— Task objective —
In the text below on Pueblo I settlements, what dating method did Andrew Duff and Richard Wilshusen use to document depopulation in the Mesa Verde region?

— Page text —
* * * * *

Archaeologists once called such settlements "Anasazi" or "Ancestral Pueblo" but many recently discovered sites do not fit Pueblo patterns; not all agricultural sites belong to this tradition.

Pueblo I Settlement Pattern During the Pueblo I period (c. AD 750-900) multiple, aggregated households signify permanent villages with over 100 residents such as at Alkalai Ridge (Utah) and McPhee Village (Colorado). Neither domestic rooms or mortuary patterns reflect status or wealth differentiation. Some villages included a "great kiva" used for religious, political, and social functions, such as at Grass Mesa Pueblo (Colorado).

With the precision of tree-ring dating, Andrew Duff and Richard Wilshusen documented depopulation in the Mesa Verde region between AD 800 and 950, associated with new village formation further south in New Mexico, perhaps due to climatic change or need for long-term fallow, emphasizing the difficulty of farming the region.

* * * * *

— Stored data —
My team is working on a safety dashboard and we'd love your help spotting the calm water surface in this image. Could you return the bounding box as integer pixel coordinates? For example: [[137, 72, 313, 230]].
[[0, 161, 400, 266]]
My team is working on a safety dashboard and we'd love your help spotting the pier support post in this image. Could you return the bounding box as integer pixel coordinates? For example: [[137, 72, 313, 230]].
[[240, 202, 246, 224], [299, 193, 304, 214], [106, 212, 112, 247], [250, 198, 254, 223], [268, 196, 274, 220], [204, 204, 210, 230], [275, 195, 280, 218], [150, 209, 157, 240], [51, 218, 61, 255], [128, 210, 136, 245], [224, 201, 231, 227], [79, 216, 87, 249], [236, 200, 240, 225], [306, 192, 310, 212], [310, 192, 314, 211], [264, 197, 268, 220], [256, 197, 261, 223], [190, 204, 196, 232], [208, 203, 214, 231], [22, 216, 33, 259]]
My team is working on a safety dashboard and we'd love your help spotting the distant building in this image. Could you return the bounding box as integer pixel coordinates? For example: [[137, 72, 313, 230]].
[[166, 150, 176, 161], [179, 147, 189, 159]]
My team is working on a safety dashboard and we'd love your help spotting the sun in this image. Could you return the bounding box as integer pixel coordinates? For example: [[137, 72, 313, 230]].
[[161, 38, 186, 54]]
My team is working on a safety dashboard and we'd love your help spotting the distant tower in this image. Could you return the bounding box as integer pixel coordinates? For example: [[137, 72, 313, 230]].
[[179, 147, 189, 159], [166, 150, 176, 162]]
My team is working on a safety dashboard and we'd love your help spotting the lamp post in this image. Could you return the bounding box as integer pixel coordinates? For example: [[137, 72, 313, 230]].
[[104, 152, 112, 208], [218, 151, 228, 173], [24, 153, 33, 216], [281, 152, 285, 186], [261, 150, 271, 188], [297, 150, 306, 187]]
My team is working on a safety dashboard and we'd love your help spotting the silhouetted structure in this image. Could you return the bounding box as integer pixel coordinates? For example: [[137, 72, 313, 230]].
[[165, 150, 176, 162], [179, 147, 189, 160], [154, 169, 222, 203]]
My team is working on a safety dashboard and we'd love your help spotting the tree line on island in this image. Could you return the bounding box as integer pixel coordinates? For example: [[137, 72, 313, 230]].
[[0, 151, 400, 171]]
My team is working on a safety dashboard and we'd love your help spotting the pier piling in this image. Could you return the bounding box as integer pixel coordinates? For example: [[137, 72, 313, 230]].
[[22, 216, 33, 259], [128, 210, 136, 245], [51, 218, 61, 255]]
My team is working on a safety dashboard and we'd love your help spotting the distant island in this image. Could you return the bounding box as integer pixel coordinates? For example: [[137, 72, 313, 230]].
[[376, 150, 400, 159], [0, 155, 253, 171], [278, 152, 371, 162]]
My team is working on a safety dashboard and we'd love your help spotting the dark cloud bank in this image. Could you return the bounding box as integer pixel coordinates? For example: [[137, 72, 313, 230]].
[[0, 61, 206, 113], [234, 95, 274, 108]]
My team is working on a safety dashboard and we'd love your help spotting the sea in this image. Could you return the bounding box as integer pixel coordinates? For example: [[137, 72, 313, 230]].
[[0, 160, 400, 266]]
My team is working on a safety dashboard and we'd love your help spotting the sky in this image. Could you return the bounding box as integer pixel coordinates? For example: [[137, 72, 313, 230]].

* * * * *

— Output for this task —
Tree-ring dating.